[EXERCISE AIM]:
Your reply should contain only the line with "shower door shown in this photo." and the lines after it through the end of the data, each written out exactly.

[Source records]
•••

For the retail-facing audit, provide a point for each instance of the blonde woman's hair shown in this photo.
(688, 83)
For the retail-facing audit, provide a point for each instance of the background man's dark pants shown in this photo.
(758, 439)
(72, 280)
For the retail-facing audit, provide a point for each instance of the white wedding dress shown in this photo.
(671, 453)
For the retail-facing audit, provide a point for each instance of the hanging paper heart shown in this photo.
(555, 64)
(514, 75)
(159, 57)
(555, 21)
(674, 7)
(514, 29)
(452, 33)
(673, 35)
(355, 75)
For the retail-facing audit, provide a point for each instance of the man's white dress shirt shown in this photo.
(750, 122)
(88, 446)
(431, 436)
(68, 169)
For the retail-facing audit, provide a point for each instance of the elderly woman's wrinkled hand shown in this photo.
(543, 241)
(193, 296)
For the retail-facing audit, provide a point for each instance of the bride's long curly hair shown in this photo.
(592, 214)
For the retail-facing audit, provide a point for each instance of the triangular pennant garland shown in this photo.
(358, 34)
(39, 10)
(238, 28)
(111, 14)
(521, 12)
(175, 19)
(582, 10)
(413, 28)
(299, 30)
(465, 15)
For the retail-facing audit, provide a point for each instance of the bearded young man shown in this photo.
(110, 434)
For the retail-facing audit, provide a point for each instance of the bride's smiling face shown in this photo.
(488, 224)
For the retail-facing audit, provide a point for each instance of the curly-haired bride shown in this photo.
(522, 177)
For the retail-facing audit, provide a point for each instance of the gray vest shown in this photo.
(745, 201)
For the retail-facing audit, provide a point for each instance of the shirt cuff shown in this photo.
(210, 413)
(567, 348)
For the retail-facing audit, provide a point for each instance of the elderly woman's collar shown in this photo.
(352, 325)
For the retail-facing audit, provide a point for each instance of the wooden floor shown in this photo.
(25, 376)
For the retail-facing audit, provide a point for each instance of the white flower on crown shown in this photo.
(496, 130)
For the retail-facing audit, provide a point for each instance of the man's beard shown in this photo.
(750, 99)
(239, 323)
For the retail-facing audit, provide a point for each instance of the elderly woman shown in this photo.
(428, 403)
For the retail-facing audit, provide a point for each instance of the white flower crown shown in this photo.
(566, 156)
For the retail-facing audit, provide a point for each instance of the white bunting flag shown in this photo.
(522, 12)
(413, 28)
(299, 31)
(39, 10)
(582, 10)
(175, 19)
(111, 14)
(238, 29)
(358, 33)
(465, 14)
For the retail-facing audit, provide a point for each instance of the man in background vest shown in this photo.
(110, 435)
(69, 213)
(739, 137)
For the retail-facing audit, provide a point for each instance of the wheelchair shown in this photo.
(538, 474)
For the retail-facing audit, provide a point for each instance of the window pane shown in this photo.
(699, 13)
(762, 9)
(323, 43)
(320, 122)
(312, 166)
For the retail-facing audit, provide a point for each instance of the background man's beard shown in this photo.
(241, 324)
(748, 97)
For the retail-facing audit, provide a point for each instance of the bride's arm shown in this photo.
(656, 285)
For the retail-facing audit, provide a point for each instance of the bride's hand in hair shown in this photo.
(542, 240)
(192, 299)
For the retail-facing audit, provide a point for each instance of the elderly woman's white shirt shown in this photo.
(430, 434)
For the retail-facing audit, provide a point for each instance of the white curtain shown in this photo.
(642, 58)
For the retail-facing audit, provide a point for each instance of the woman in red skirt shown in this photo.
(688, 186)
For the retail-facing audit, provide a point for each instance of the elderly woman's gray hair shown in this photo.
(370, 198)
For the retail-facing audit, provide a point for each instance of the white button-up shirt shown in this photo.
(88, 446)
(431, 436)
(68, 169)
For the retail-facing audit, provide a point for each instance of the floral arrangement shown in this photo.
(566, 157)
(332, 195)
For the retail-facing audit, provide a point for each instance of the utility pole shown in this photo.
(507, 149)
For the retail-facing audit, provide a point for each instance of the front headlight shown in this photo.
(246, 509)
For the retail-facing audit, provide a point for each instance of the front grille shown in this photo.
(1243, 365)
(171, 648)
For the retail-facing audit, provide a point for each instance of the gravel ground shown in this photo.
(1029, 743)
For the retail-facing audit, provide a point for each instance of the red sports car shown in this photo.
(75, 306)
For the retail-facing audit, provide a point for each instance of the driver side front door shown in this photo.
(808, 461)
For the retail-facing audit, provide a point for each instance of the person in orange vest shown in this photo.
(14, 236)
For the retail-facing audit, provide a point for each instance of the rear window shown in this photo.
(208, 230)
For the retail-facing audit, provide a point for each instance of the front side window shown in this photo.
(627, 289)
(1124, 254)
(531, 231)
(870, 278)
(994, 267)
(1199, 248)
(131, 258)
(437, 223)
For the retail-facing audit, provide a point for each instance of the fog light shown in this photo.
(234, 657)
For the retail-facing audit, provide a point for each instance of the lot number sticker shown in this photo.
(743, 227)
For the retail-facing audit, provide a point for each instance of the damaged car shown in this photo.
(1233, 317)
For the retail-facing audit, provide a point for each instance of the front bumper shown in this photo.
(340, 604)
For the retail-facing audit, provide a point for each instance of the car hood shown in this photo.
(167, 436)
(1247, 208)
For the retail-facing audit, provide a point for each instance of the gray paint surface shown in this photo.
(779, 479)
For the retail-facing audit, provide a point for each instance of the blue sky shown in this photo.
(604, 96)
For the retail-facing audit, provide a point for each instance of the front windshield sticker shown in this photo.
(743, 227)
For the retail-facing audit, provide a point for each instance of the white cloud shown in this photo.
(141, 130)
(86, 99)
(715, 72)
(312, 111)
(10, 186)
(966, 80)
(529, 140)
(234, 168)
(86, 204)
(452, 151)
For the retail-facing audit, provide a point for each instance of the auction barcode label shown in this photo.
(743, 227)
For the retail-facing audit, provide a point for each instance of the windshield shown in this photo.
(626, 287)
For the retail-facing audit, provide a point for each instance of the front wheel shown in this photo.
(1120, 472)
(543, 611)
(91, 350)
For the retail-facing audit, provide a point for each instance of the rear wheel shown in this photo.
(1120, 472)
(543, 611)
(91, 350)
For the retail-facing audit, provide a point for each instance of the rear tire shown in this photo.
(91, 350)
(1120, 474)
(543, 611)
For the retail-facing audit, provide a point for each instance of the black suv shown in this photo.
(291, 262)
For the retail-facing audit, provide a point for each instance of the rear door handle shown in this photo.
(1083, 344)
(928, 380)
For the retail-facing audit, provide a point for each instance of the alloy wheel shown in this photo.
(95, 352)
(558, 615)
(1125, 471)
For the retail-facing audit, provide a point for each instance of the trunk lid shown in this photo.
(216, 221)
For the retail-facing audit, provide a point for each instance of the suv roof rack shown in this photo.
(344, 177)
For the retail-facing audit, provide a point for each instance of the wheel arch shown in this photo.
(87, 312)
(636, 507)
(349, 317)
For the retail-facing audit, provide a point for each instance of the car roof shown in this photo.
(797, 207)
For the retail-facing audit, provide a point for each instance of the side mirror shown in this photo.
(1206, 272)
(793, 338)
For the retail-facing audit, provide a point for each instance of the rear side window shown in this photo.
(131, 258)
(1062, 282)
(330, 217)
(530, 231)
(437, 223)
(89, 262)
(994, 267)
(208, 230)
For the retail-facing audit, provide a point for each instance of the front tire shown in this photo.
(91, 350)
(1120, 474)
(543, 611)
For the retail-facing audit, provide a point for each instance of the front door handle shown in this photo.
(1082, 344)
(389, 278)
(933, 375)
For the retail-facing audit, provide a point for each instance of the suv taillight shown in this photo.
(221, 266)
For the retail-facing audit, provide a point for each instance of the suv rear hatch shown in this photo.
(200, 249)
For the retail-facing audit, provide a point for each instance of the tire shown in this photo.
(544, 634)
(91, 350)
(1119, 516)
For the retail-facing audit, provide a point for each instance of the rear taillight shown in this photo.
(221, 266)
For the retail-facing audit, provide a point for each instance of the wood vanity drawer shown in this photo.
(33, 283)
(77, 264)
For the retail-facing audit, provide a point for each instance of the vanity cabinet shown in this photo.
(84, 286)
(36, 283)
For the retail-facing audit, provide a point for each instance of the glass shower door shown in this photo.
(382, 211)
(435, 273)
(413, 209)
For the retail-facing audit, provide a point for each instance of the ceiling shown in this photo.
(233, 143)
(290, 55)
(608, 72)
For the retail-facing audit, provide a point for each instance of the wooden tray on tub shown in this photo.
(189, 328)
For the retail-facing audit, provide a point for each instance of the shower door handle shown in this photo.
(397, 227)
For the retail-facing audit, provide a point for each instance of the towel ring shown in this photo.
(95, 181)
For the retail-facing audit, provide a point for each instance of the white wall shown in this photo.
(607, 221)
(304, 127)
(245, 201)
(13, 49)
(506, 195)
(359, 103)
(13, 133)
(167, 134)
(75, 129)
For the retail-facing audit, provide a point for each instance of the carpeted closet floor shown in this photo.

•••

[EXERCISE SOLUTION]:
For the retail-facing audit, provide a point for each instance of the glass shower door shown in this photo.
(382, 211)
(435, 273)
(413, 209)
For the retail-facing audit, provide a point for each instance of the ceiling shown in this photo.
(233, 143)
(290, 55)
(608, 72)
For the retail-facing audit, provide a point for each instance of the wooden tray on tub shown in this photo.
(189, 328)
For the retail-facing audit, provide a point for each instance of the shower door handle shown in this photo.
(397, 227)
For the retail-facing audit, provide a point for each instance of the towel ring shown in this photo.
(95, 181)
For the retail-facing audit, provide a point for each instance of the white wall shown in this photo.
(607, 221)
(304, 127)
(245, 201)
(13, 49)
(506, 195)
(359, 103)
(13, 133)
(167, 134)
(75, 129)
For the retail-facing audit, provide a point for each instance of the carpeted closet floor shown in this photo.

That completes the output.